▶ EXERCISE GOAL
Lines from the line with "Objective — for every instance of the gold drawer" to the line with "Objective — for every instance of the black mirror" in the entries below, and only those, must be output exactly, with both ends included.

▶ DATA PROVIDED
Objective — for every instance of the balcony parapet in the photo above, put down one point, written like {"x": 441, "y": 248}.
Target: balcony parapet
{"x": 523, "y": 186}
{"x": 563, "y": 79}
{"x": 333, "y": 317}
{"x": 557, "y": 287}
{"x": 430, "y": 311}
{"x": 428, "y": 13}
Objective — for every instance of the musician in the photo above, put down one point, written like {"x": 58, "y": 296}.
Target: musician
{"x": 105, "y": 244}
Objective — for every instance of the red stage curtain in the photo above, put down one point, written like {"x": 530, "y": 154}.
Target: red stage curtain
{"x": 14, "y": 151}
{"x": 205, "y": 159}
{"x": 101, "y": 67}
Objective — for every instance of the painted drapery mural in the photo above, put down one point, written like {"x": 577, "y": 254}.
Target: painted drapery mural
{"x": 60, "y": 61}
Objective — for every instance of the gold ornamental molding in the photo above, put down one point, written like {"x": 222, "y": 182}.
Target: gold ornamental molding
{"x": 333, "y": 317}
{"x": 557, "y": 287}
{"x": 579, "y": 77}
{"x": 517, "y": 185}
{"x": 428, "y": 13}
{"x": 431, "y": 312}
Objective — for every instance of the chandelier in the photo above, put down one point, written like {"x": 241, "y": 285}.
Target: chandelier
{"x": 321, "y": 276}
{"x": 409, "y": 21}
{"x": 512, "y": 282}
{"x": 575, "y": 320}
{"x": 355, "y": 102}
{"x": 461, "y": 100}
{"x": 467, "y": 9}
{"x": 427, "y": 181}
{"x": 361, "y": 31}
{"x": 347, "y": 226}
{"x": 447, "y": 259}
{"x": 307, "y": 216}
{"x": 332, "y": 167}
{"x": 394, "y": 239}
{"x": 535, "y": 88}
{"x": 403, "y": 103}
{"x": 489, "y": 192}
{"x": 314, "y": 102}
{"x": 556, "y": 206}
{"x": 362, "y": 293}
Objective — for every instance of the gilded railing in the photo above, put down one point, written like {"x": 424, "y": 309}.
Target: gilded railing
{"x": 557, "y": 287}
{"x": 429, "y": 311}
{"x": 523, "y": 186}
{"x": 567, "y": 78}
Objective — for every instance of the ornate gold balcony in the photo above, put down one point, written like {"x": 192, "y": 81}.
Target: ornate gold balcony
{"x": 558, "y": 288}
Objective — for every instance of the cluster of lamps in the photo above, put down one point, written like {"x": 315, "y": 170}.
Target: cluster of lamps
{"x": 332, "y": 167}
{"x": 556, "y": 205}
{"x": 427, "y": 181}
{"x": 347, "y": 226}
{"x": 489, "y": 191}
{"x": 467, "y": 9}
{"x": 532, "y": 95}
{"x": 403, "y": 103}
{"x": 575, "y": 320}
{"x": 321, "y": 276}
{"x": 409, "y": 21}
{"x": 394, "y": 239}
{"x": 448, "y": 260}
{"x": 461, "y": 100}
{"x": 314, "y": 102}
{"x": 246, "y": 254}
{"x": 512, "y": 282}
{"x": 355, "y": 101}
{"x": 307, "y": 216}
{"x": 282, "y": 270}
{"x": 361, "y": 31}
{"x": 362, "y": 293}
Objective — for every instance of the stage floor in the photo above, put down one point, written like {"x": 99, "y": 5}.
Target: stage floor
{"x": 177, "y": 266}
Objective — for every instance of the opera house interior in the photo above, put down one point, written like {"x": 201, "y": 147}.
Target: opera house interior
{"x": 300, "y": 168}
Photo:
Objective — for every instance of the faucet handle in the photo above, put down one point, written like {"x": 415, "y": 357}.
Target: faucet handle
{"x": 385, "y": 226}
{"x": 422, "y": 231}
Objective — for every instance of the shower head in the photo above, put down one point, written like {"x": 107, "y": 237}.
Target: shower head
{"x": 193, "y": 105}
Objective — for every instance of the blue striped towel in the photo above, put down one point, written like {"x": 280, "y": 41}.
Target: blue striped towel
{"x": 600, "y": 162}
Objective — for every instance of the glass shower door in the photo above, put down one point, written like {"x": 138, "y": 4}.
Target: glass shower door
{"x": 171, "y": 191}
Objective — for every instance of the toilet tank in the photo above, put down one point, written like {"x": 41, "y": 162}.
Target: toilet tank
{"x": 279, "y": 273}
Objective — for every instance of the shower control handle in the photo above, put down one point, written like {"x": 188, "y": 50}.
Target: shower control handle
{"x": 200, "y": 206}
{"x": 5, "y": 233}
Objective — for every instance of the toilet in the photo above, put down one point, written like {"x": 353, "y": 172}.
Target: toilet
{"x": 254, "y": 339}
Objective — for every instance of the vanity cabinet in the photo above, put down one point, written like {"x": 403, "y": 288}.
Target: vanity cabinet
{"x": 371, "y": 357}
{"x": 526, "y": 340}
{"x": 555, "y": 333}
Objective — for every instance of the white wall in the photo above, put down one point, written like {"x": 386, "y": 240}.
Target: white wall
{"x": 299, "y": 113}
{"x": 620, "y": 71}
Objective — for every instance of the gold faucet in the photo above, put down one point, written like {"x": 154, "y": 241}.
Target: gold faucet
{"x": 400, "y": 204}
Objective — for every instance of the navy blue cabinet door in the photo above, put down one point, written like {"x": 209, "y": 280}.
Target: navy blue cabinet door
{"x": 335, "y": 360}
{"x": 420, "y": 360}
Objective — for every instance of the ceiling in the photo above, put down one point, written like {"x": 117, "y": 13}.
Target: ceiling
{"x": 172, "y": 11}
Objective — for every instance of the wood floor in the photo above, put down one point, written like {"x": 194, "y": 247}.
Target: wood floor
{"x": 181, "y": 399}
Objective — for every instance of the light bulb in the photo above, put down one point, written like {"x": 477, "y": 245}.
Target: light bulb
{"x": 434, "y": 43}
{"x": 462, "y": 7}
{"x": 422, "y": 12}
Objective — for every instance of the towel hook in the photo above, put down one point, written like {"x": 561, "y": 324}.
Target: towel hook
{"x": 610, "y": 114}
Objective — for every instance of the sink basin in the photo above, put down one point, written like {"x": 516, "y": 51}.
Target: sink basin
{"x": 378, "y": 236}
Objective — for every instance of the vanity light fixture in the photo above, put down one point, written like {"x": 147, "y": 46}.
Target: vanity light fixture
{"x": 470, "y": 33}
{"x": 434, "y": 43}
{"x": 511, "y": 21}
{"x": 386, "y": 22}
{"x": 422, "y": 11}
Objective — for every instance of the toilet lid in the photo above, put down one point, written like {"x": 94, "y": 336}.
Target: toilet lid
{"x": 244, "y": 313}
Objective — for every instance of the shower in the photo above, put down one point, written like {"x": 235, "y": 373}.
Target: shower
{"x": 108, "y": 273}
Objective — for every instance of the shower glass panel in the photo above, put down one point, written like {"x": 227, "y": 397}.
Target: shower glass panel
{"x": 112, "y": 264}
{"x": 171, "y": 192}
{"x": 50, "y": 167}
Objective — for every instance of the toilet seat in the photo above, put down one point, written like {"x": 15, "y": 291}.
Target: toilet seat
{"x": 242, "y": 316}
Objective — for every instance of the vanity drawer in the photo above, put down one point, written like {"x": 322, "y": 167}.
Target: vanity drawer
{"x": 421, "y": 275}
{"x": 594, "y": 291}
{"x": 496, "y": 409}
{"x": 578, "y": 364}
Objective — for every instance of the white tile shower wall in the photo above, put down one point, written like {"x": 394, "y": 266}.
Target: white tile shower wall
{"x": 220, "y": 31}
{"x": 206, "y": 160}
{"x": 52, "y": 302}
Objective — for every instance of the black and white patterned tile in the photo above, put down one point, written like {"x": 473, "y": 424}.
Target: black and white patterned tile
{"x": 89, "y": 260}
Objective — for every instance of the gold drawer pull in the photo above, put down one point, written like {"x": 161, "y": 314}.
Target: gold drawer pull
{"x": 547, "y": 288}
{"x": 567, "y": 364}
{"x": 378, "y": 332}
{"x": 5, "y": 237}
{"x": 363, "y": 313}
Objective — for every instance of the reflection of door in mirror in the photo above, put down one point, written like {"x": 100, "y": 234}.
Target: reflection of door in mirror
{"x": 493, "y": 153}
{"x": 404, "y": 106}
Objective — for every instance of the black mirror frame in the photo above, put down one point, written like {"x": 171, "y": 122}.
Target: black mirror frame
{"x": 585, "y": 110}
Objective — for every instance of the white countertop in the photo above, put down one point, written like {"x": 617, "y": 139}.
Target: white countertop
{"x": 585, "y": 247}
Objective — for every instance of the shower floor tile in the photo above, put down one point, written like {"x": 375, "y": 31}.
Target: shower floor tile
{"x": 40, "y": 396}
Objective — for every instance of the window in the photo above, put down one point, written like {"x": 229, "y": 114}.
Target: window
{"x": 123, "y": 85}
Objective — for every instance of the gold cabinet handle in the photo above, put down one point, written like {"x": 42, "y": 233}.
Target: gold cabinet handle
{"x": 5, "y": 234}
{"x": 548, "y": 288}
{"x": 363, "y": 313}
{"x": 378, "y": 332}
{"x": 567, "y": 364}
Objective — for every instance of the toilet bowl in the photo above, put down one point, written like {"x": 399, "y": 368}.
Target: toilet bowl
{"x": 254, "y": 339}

▶ SOLUTION TO THE EXERCISE
Objective — for every instance of the gold drawer pull in the photo above, put down one point, written like {"x": 161, "y": 314}.
Target: gold drawer pull
{"x": 547, "y": 288}
{"x": 567, "y": 364}
{"x": 378, "y": 332}
{"x": 5, "y": 237}
{"x": 363, "y": 313}
Objective — for every instance of the reflection of door in mirror in the photo above, put down one point, written like {"x": 100, "y": 234}.
Target: reflection of door in mirror
{"x": 493, "y": 153}
{"x": 404, "y": 106}
Objective — for every instance of the black mirror frame in the photo above, put down one point, written like {"x": 171, "y": 122}.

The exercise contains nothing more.